- [Excerpt to read]
━━━
# Adding Manual Therapy to a Respiratory-Rehabilitation Program in Patients with Respiratory Disorders: A Systematic Review and Meta-Analysis with a Meta-Regression

**Authors:** Ferran Cuenca-Martínez, Núria Sempere-Rubio, Enrique Carrasco-González, Francisco M. Martínez-Arnau

PMC · DOI: 10.1016/j.jcm.2025.09.003 · 2025-10-10

## TL;DR

Adding manual therapy to respiratory rehabilitation slightly improves exercise capacity but not lung function in patients with respiratory disorders.

## Contribution

This study provides the first meta-analysis and meta-regression on the effects of adding manual therapy to respiratory rehabilitation.

## Key findings

- Manual therapy added to rehabilitation improved 6-minute walk test results with a small clinical effect.
- No significant improvement in pulmonary function parameters (FEV1 and FVC) was observed.
- Intervention time of manual therapy was not significantly correlated with improvements in any outcome.

## Abstract

The main aim of this study was to assess the effects of adding MT to a Respiratory Rehabilitation (RR) program in patients with Respiratory Disorders (RD).

A systematic search was carried out in PubMed, EMBASE, CINAHL, PEDro and Google Scholar (February 1st 2023). The outcome measures were pulmonary function parameters (FEV1 and FVC); and exercise capacity, through the 6-minute walk test (6-MWT). Standardized mean differences (SMDs) and 95% confidence intervals were calculated and were pooled in a meta-analysis with a random effects model.
━━━
(Natural-language object grounding data)
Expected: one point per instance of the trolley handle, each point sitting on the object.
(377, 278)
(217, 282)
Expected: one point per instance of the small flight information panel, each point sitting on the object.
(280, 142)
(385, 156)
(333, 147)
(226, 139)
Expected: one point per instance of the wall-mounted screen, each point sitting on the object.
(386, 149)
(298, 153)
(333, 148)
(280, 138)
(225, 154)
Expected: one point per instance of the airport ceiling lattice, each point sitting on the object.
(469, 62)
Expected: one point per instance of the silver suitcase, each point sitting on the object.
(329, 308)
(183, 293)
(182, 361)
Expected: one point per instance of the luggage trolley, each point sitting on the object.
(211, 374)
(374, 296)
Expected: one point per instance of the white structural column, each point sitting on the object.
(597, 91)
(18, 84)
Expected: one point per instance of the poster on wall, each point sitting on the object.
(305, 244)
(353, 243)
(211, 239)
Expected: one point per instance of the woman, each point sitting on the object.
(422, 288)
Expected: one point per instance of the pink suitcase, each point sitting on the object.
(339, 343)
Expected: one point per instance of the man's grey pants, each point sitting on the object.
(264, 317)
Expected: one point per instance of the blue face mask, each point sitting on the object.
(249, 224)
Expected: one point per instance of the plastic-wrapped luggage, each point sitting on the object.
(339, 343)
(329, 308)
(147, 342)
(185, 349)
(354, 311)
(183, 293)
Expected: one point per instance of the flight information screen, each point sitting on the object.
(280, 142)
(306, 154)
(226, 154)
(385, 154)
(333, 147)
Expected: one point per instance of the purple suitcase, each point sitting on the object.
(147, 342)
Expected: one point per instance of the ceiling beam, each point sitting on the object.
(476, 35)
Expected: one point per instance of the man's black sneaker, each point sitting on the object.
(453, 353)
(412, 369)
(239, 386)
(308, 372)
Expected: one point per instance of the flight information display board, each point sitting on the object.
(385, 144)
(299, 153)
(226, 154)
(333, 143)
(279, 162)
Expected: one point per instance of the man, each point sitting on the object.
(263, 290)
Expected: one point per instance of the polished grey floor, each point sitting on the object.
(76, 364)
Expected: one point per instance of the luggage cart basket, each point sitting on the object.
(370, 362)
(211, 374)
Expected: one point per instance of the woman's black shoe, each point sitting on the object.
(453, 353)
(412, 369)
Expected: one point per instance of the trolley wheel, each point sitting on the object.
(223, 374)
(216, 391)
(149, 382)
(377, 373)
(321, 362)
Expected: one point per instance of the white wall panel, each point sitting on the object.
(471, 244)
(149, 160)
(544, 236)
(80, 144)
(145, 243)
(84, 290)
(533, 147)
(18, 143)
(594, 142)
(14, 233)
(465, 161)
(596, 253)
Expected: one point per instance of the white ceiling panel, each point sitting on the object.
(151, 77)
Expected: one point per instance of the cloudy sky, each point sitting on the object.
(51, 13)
━━━
- [Exercise instructions] Extend the meta-analysis on adding manual therapy to respiratory rehabilitation, picking up right after its last sentence. The data comes from a different source than the text above it.

- [Answer area]
In total, 6 studies were included. Regarding the pulmonary function parameters, no significant effects were found in favor of adding MT to a RR program. However, the meta-analysis showed a significant improvement of 6-MWT when MT were added to a RR with a small clinical effect (n = 6, SMD = –0.55 (–1.01 to –0.09)). Lastly, the meta-regression analysis revealed that the intervention time of MT was not significantly correlated with the improvement of FEV1 (R2 = 52.49%, P = .16), FVC (R2=4.22%, P = .70), or 6-MWT (R2=9.95%, P = .62).

There is low-quality evidence that adding MT to an RR program can improve the exercise capacity in patients with RD. However, MT plus RR showed no effect on pulmonary function parameters, also with low-quality evidence.